# Record set
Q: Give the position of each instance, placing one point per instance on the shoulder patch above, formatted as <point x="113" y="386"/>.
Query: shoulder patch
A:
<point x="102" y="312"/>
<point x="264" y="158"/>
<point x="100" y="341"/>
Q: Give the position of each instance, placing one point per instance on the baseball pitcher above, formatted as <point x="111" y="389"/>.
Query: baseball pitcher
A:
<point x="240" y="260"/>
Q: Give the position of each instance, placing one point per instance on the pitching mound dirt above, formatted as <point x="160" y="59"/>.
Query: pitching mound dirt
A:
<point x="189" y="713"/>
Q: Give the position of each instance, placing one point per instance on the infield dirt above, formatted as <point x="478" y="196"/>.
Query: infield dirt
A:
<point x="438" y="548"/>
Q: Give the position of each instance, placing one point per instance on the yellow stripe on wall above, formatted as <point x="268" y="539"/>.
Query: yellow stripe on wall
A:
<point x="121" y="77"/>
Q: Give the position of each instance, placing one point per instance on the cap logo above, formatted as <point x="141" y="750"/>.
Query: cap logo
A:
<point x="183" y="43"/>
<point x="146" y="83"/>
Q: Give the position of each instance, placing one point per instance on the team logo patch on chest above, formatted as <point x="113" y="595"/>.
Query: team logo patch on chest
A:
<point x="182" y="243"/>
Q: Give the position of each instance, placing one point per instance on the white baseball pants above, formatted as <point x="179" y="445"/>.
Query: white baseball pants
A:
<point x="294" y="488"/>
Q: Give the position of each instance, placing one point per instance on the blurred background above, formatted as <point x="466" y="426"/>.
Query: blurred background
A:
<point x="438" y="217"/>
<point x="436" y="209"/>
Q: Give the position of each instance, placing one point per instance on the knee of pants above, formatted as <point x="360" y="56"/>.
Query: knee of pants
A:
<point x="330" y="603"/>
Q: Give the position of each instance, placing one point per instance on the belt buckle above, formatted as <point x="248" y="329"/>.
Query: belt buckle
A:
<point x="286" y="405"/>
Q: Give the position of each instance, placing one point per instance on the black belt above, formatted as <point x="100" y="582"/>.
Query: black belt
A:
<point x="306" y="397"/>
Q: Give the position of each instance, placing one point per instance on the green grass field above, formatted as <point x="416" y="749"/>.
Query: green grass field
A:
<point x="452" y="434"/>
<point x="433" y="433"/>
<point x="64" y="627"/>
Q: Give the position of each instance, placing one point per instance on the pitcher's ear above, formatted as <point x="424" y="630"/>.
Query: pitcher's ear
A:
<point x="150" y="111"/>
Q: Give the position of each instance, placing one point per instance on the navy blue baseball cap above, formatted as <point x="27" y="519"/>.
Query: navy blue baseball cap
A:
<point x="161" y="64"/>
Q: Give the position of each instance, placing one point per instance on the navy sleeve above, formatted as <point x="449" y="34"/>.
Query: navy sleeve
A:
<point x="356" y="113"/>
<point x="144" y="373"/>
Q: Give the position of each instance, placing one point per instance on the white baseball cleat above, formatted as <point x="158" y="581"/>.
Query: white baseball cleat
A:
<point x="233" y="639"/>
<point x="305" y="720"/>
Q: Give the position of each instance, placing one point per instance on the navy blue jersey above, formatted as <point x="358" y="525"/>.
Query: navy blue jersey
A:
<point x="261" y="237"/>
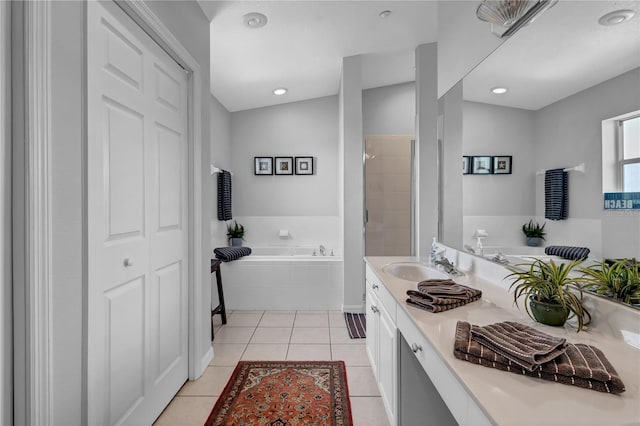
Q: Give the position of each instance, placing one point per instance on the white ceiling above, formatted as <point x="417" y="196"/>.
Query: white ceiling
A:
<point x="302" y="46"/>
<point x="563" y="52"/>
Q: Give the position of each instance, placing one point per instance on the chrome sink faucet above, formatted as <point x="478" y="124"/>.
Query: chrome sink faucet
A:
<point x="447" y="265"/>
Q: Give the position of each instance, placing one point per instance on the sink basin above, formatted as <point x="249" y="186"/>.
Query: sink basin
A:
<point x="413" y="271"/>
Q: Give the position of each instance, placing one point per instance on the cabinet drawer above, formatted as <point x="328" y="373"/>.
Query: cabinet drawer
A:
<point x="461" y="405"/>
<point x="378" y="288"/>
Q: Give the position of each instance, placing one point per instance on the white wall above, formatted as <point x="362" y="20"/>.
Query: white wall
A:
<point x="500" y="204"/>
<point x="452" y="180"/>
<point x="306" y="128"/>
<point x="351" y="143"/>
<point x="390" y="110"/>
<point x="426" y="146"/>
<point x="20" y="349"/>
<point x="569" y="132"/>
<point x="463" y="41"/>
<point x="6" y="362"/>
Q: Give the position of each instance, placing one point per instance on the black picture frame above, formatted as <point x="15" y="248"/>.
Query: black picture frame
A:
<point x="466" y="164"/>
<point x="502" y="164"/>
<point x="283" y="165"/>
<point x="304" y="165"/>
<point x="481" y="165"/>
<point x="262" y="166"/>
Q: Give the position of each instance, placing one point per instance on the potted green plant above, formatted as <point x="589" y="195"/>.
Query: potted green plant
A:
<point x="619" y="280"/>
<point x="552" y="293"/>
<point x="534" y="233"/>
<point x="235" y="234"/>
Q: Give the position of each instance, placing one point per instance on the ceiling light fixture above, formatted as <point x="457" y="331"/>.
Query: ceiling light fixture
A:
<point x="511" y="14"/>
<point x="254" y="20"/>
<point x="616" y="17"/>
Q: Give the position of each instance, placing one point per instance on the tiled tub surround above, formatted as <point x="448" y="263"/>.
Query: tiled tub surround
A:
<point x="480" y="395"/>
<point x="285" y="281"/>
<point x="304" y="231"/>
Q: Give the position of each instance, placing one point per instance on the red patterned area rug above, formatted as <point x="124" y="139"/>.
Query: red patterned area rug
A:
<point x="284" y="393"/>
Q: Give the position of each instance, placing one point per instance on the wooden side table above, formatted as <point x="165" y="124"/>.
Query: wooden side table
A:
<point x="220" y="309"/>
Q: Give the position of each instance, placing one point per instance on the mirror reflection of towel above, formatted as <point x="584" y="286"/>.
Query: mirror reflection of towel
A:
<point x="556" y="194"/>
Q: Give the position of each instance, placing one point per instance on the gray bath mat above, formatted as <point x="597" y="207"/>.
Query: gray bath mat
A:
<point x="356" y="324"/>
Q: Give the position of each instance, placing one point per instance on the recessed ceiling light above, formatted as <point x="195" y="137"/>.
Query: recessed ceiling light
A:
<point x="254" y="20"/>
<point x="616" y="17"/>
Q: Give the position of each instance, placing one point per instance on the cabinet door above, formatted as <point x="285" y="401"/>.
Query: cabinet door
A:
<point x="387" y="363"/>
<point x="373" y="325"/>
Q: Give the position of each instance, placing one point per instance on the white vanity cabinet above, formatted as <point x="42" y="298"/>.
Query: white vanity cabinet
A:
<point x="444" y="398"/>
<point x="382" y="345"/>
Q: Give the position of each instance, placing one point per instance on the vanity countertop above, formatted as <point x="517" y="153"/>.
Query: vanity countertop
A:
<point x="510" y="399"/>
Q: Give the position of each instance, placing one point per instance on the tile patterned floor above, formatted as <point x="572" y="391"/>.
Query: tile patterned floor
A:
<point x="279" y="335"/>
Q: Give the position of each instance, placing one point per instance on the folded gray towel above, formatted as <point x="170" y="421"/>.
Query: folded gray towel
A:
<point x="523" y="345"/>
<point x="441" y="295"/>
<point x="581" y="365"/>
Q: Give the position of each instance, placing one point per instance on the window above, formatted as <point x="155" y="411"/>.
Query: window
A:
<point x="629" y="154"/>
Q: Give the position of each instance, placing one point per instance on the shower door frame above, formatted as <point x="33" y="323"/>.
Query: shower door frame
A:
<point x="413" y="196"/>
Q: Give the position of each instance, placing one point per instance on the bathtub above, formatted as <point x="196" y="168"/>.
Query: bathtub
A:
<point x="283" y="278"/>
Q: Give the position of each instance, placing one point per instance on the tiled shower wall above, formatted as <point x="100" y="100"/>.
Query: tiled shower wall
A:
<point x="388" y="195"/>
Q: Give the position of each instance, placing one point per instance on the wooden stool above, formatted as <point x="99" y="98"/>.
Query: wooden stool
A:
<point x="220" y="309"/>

--

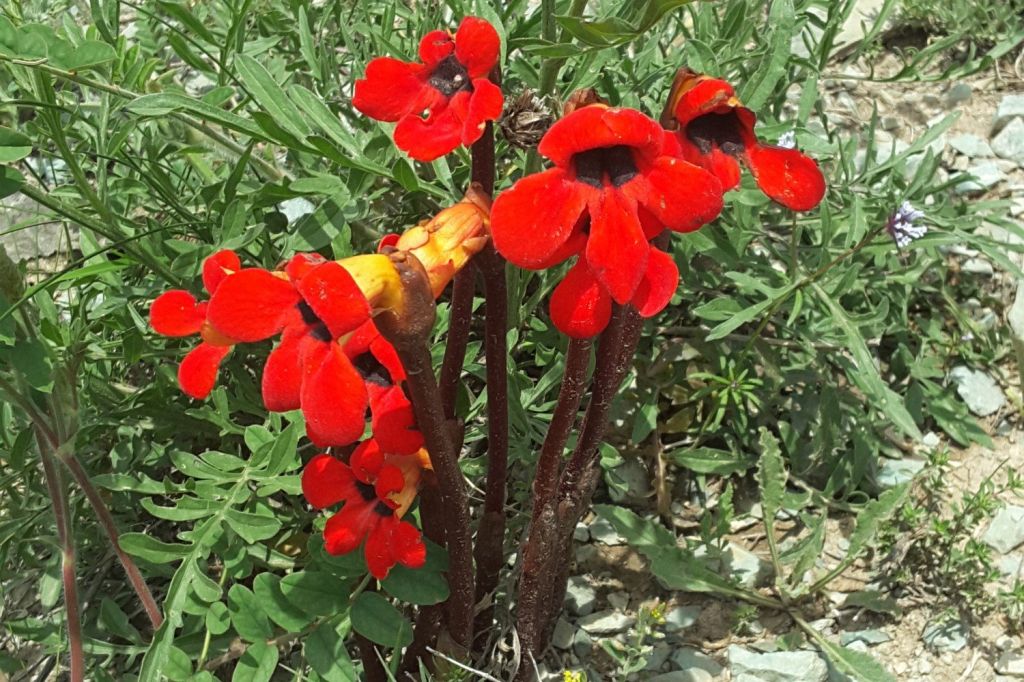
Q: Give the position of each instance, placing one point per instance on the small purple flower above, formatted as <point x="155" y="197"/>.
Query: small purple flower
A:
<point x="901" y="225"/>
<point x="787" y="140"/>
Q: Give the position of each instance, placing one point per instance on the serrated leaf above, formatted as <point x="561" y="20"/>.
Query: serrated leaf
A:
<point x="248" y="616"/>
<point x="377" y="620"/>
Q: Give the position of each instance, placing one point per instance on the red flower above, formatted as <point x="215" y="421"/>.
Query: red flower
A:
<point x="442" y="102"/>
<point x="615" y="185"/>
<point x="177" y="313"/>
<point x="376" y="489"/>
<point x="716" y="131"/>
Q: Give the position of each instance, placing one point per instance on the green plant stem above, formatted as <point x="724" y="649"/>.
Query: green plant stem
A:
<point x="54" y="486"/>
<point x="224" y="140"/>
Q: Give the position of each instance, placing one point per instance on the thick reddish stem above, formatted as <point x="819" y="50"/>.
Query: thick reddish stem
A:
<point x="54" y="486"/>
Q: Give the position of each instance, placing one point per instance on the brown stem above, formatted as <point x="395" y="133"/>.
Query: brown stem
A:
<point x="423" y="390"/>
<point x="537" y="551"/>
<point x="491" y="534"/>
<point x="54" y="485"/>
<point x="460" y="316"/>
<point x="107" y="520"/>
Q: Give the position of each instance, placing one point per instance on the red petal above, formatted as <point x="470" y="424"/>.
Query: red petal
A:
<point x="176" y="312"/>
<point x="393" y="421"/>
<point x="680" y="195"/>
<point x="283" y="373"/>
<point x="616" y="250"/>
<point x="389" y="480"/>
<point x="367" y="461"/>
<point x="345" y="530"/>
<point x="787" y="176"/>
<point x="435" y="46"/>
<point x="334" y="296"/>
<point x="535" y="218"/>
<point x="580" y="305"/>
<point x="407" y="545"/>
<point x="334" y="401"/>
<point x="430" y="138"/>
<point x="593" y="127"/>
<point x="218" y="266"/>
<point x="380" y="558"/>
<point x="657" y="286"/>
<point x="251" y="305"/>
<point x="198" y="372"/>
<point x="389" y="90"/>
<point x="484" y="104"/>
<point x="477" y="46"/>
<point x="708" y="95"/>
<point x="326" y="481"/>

# Objective
Please tally the lines of the entries above that contain the string "frame", with case counting, and give only the number.

# Solution to this task
4